» **Available data**
§ §
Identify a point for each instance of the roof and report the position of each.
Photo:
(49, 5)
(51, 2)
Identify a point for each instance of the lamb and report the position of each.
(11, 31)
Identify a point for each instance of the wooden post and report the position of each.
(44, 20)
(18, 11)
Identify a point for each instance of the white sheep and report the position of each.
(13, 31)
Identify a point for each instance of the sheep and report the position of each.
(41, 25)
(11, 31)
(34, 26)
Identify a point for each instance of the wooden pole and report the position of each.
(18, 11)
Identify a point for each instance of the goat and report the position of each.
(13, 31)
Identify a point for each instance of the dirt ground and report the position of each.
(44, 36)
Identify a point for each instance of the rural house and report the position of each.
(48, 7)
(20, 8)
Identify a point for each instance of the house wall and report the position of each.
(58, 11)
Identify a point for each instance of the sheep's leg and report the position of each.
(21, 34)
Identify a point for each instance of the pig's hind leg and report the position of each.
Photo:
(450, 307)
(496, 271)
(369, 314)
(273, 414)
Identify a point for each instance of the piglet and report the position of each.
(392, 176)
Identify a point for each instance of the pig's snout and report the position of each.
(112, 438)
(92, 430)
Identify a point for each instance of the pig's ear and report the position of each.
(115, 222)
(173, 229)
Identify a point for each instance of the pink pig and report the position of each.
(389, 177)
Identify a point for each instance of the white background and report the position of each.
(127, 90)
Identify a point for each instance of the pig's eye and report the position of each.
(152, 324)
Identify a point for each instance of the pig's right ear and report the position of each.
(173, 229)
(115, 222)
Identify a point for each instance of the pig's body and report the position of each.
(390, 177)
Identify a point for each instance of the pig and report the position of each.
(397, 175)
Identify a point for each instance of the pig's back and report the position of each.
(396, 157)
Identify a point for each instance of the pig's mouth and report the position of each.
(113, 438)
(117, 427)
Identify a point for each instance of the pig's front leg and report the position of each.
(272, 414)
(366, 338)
§ §
Transcribe the entire listing above precisely.

Identify a point for each instance of the roof and report the position of each.
Photo:
(49, 5)
(51, 2)
Identify a point for each instance of the lamb and report the position of each.
(11, 31)
Identify a point for each instance of the wooden post and report the position of each.
(44, 20)
(18, 11)
Identify a point for each instance of the white sheep and report the position of each.
(13, 31)
Identify a point for each instance of the sheep and report the position of each.
(41, 25)
(11, 31)
(34, 26)
Identify a point for each instance of the wooden pole and report the position of each.
(18, 11)
Identify a point for each instance of the goat and report the position of each.
(13, 31)
Identify a point for each instance of the dirt ground and report the position of each.
(44, 36)
Identify a point for each instance of the rural house and report the position of each.
(48, 7)
(20, 8)
Identify a point for each instance of the house wall and report the position of each.
(58, 11)
Identify a point for each instance of the sheep's leg and report the position of each.
(21, 34)
Identify a point for each instance of the pig's hind leg and report the position of each.
Photo:
(450, 307)
(496, 271)
(369, 314)
(273, 414)
Identify a point for each instance of the piglet and report the position of each.
(392, 176)
Identify a point for each instance of the pig's snout and report the position of each.
(112, 438)
(92, 430)
Identify a point for each instance of the pig's ear and report the position of each.
(115, 222)
(173, 229)
Identify a point for each instance of the pink pig and report the position of each.
(389, 177)
Identify a point for each instance of the white background and report the position of each.
(127, 90)
Identify a point for each instance of the pig's eye and report the position of each.
(152, 324)
Identify a point for each instance of the pig's right ear and report the position of each.
(173, 229)
(115, 222)
Identify a point for each instance of the pig's body and report the position of each.
(390, 177)
Identify a point for each instance of the pig and report the position of each.
(397, 175)
Identify a point for each instance of the pig's back and report the position of each.
(396, 157)
Identify a point for each instance of the pig's mouth and report the position of each.
(113, 438)
(117, 427)
Identify a point for each instance of the pig's front leg and report the position of each.
(272, 414)
(366, 338)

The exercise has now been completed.